| Work instructions |
An exact copy of the records is required, minus the pictures they hold.
--- START OF Input ---
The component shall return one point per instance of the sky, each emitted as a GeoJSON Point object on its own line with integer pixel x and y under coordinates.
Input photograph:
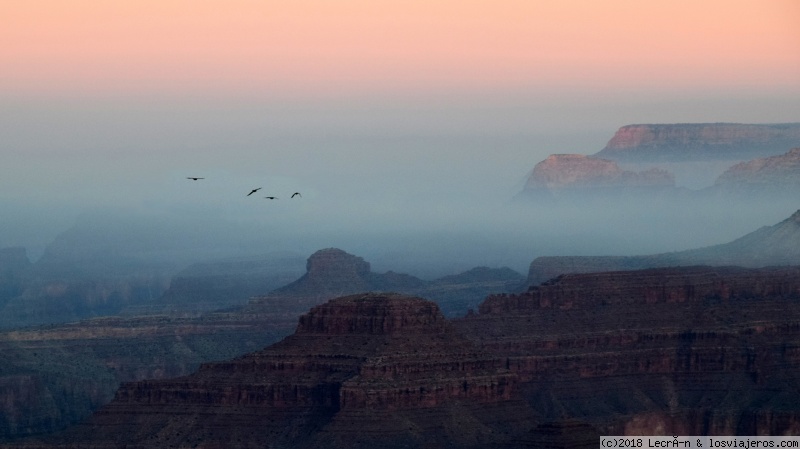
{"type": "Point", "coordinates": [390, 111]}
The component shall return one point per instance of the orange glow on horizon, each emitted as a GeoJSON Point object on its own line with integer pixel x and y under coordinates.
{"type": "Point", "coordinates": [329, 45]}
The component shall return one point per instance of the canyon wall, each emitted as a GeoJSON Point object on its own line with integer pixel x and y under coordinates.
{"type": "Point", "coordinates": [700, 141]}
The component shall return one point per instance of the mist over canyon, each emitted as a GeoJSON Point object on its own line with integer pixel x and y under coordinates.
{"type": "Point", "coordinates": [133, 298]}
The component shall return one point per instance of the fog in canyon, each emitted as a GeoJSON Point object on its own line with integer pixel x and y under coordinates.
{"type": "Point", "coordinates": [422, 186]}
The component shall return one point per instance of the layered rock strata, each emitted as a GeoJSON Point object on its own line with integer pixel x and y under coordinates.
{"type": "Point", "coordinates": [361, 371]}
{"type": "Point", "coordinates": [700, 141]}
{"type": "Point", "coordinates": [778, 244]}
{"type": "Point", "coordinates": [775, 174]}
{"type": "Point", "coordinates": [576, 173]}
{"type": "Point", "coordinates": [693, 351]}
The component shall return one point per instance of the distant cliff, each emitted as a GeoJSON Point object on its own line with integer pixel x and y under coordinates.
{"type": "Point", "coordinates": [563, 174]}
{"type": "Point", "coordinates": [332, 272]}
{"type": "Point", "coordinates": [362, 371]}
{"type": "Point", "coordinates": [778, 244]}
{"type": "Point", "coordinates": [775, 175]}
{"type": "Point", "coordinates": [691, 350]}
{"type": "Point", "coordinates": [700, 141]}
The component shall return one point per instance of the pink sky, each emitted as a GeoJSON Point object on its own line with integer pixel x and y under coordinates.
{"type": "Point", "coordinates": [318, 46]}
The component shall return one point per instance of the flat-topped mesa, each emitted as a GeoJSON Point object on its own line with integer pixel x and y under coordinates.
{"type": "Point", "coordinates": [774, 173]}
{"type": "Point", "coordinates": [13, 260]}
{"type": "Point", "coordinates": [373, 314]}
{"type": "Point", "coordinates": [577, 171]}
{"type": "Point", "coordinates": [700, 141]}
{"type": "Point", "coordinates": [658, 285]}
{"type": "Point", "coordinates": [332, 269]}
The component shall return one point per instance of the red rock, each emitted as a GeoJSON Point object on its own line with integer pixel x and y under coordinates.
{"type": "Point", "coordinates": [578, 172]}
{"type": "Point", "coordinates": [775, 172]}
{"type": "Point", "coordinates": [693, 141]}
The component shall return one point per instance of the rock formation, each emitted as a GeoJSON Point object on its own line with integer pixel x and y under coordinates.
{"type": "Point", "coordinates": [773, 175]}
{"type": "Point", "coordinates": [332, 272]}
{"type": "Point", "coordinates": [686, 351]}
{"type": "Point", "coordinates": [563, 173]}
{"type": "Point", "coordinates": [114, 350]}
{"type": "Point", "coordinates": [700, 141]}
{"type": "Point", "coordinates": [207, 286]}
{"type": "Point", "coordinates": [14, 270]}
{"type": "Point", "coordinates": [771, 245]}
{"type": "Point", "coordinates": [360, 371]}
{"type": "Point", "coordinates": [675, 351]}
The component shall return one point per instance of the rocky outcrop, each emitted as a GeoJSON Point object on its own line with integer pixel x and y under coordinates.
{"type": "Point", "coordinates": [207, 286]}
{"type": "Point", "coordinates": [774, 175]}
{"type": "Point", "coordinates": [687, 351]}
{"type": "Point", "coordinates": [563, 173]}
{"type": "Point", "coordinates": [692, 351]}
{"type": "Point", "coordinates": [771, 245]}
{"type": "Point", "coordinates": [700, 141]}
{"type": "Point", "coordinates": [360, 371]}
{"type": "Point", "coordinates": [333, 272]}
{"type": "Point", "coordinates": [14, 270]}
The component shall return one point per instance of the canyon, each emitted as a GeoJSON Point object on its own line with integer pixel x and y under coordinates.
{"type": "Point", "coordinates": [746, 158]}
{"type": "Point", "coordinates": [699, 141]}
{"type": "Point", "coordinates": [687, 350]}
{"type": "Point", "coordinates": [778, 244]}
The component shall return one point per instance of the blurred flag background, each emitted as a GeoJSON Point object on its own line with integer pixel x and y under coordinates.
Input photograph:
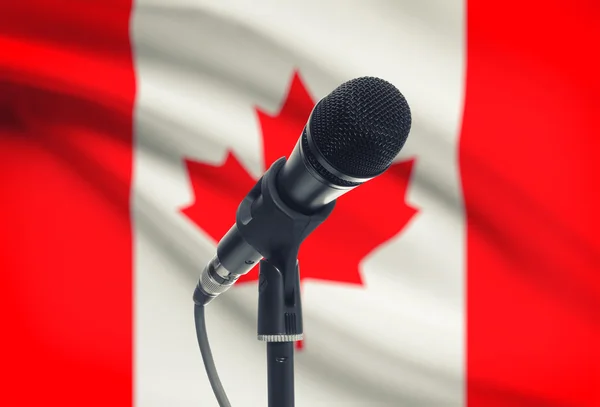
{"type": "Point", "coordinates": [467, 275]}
--- END OF Input ---
| Solution for this problem |
The component shall return one point per instance of the sky, each emitted as a GeoJSON Point object on its own line with integer pixel x and y under coordinates.
Input photograph:
{"type": "Point", "coordinates": [390, 111]}
The component shall return one point per instance of the orange glow on horizon, each emitted as a GeoJSON Point object on its own line with integer pixel x and y under coordinates.
{"type": "Point", "coordinates": [329, 45]}
The component shall return one point per instance of the canyon wall, each emitted as a GeoJSON Point object on its own line with integer pixel x and y under coordinates.
{"type": "Point", "coordinates": [700, 141]}
The component shall return one point per instance of the mist over canyon, each emitted as a GeoJSON Point object on its own line with integer pixel x and y under coordinates.
{"type": "Point", "coordinates": [133, 298]}
The component shall return one point per instance of the fog in canyon, each emitted as a GeoJSON Point object on its own line with integer pixel x and y under coordinates.
{"type": "Point", "coordinates": [422, 186]}
The component shall return one point per instance of the layered rock strata, each emitted as a GeoJSON Point object on its own line with integer pixel x and y under coordinates.
{"type": "Point", "coordinates": [361, 371]}
{"type": "Point", "coordinates": [700, 141]}
{"type": "Point", "coordinates": [778, 244]}
{"type": "Point", "coordinates": [775, 174]}
{"type": "Point", "coordinates": [576, 173]}
{"type": "Point", "coordinates": [693, 351]}
The component shall return one point per instance of the distant cliff, each emitted as a GeoJSON Point object on its own line with integer pixel x and y under coordinates.
{"type": "Point", "coordinates": [563, 174]}
{"type": "Point", "coordinates": [332, 272]}
{"type": "Point", "coordinates": [362, 371]}
{"type": "Point", "coordinates": [778, 244]}
{"type": "Point", "coordinates": [775, 175]}
{"type": "Point", "coordinates": [691, 350]}
{"type": "Point", "coordinates": [700, 141]}
The component shall return one point per instance of the pink sky, each emitted as a GeoJSON Point object on its own line with integer pixel x and y under coordinates.
{"type": "Point", "coordinates": [318, 46]}
The component shall return one point per instance of the flat-topped mesa, each emitted as a GeoJSON Point object on its own line with integer pixel x and y under coordinates.
{"type": "Point", "coordinates": [774, 173]}
{"type": "Point", "coordinates": [13, 260]}
{"type": "Point", "coordinates": [373, 314]}
{"type": "Point", "coordinates": [577, 171]}
{"type": "Point", "coordinates": [700, 141]}
{"type": "Point", "coordinates": [658, 285]}
{"type": "Point", "coordinates": [332, 269]}
The component shall return one point per instance of the red rock, each emitted as a GeoJSON Point object on its own line with integer pixel x and y under coordinates.
{"type": "Point", "coordinates": [578, 172]}
{"type": "Point", "coordinates": [775, 172]}
{"type": "Point", "coordinates": [693, 141]}
The component shall return one point per instance of the rock formation, each emitted as a GeoJSON Point object on its own line with integer pixel x and y under coordinates.
{"type": "Point", "coordinates": [773, 175]}
{"type": "Point", "coordinates": [332, 272]}
{"type": "Point", "coordinates": [686, 351]}
{"type": "Point", "coordinates": [563, 173]}
{"type": "Point", "coordinates": [114, 350]}
{"type": "Point", "coordinates": [700, 141]}
{"type": "Point", "coordinates": [207, 286]}
{"type": "Point", "coordinates": [14, 270]}
{"type": "Point", "coordinates": [771, 245]}
{"type": "Point", "coordinates": [360, 371]}
{"type": "Point", "coordinates": [675, 351]}
The component shall return one point per instance of the rocky outcrop, each emitted as a GeoJSON Point object on its own line with integer pixel x and y under coordinates.
{"type": "Point", "coordinates": [207, 286]}
{"type": "Point", "coordinates": [774, 175]}
{"type": "Point", "coordinates": [687, 351]}
{"type": "Point", "coordinates": [563, 173]}
{"type": "Point", "coordinates": [692, 351]}
{"type": "Point", "coordinates": [771, 245]}
{"type": "Point", "coordinates": [700, 141]}
{"type": "Point", "coordinates": [360, 371]}
{"type": "Point", "coordinates": [333, 272]}
{"type": "Point", "coordinates": [14, 270]}
The component shall return one point per instance of the canyon, each emitted as a GeoJSON Point object on its own line with integer pixel x and y under coordinates.
{"type": "Point", "coordinates": [746, 158]}
{"type": "Point", "coordinates": [699, 141]}
{"type": "Point", "coordinates": [687, 350]}
{"type": "Point", "coordinates": [778, 244]}
The component shall return one point per instance of the blurred flag background, each emitted as a GeoJSON Point object on its own line with integer pixel x and y under coordinates.
Input photograph:
{"type": "Point", "coordinates": [467, 275]}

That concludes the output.